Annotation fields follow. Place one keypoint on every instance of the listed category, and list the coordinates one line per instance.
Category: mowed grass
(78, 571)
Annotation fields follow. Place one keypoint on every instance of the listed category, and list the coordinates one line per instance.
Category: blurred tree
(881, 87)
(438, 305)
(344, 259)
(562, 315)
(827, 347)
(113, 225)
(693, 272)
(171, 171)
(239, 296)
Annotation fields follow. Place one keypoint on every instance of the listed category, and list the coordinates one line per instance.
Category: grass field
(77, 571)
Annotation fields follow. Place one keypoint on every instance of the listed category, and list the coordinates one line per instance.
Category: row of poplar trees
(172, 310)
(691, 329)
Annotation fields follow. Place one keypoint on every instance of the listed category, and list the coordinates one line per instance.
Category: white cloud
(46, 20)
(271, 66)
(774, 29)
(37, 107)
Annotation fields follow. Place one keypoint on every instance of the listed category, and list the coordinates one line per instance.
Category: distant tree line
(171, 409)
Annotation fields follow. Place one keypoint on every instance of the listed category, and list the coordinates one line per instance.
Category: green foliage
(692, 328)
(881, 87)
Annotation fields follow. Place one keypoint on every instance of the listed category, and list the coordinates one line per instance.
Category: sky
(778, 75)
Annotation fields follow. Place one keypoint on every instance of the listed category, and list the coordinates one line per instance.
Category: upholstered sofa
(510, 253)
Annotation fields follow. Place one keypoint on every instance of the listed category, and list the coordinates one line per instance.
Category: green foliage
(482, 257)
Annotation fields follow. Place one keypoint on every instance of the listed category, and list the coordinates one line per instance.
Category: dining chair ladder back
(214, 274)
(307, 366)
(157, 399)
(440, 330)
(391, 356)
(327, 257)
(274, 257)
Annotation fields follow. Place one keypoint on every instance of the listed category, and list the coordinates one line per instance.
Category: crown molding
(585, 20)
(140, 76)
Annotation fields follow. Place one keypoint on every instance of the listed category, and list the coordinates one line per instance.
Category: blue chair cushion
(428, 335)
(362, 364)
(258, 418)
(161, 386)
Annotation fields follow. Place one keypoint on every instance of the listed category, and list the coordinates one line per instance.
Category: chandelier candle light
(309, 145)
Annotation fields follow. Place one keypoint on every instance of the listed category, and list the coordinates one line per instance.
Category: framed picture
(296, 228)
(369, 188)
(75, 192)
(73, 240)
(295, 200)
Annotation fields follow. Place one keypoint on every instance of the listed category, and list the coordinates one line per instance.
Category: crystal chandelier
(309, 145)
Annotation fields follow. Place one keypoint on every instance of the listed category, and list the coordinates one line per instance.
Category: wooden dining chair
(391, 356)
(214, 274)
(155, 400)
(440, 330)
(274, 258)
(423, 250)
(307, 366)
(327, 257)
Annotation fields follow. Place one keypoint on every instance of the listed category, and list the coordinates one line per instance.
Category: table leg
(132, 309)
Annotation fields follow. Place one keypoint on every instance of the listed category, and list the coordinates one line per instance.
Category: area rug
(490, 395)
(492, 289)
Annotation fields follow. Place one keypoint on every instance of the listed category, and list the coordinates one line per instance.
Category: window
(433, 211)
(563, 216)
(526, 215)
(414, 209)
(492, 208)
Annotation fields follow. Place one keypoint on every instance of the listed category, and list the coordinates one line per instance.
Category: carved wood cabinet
========
## EXERCISE PROMPT
Write the material out once more so that every line matches the original.

## TASK RESULT
Annotation fields follow. Place one keypoint on every instance of the listed category, and list the coordinates one line per instance.
Category: mowed grass
(78, 571)
Annotation fields follow. Place one keypoint on every instance of the listed category, and list the coordinates one line per instance.
Category: blurred tree
(881, 87)
(438, 305)
(344, 259)
(562, 315)
(827, 347)
(113, 225)
(693, 272)
(171, 171)
(239, 296)
Annotation fields follow. Place one keypoint on every instance of the listed category, and list the coordinates one line per instance.
Category: grass field
(77, 571)
Annotation fields follow. Place one keypoint on every instance of the listed category, and list the coordinates one line per instance.
Category: row of poplar trees
(172, 310)
(691, 329)
Annotation fields follow. Place one keypoint on every instance of the listed category, and list the coordinates one line per instance.
Category: white cloud
(46, 20)
(271, 66)
(774, 29)
(37, 107)
Annotation fields follow. Place one keypoint on every instance of the listed category, and list the coordinates one line per instance.
Category: distant tree line
(171, 409)
Annotation fields follow. Place one keypoint on every instance of the listed category, and list the coordinates one line per instance.
Category: green foliage
(692, 328)
(881, 87)
Annotation fields follow. Place one keypoint on every instance of the listed category, and list the coordinates one line per instance.
Category: sky
(778, 75)
Annotation fields follow. Place one keypoint on every instance of the listed category, and list the coordinates one line per instance.
Category: upholstered sofa
(510, 253)
Annotation fields follow. Place one keypoint on every instance of the listed category, and list the coordinates one line per instance.
Category: green foliage
(482, 257)
Annotation fields follow. Place one keypoint on every instance of the listed category, and list the coordinates one line per instance.
Category: dining chair ladder back
(214, 274)
(307, 366)
(157, 399)
(440, 330)
(391, 356)
(327, 257)
(274, 257)
Annotation fields follow. Place one keypoint on every instance of the listed category, and list the coordinates one line per instance.
Category: crown molding
(585, 20)
(140, 76)
Annotation fields follow. Place one keypoint on every instance of the listed category, and list the coordinates one line per instance.
Category: blue chair cushion
(428, 335)
(362, 364)
(258, 418)
(161, 386)
Annotation fields follow. Place one keypoint on every instance of the listed category, and list the coordinates one line per instance.
Category: chandelier candle light
(309, 145)
Annotation fields follow. Place one keypoint on every instance of the listed category, and list the coordinates one line per instance.
Category: framed picture
(296, 228)
(369, 188)
(75, 192)
(73, 240)
(295, 200)
Annotation fields follow. Place one keypoint on every instance of the listed category, and list the coordinates one line per instance.
Category: crystal chandelier
(309, 145)
Annotation fields follow. Place one keypoint on every instance of the listed category, and list the coordinates one line per instance.
Category: wooden dining chair
(391, 356)
(214, 274)
(155, 400)
(440, 330)
(274, 258)
(423, 250)
(307, 366)
(327, 257)
Annotation fields follow. Place one keypoint on every instance of the listed category, and list the coordinates one line per instance.
Category: table leg
(132, 309)
Annotation fields follow. Place one keypoint on every instance of the listed category, and list the coordinates one line per instance.
Category: area rug
(490, 395)
(492, 289)
Annotation fields follow. Place one keypoint on every instance of the listed category, and list the coordinates one line per instance.
Category: window
(433, 211)
(563, 216)
(526, 215)
(414, 209)
(492, 208)
Annotation fields follow. Place one keypoint on every instance of the listed category, and list the coordinates one line per instance.
Category: carved wood cabinet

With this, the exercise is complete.